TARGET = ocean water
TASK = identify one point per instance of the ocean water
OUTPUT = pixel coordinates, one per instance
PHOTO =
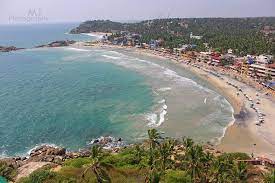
(69, 96)
(28, 36)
========
● REQUIRED WORK:
Copy out the records above with every "ocean water" swapped for "sea water" and nothing else changed. Leave the pictures out of your copy.

● WORKED SOLUTION:
TARGET = sea water
TASK = identify one point per instance of the sea water
OUTPUT = pixel coordinates, one per instance
PHOTO =
(69, 96)
(28, 36)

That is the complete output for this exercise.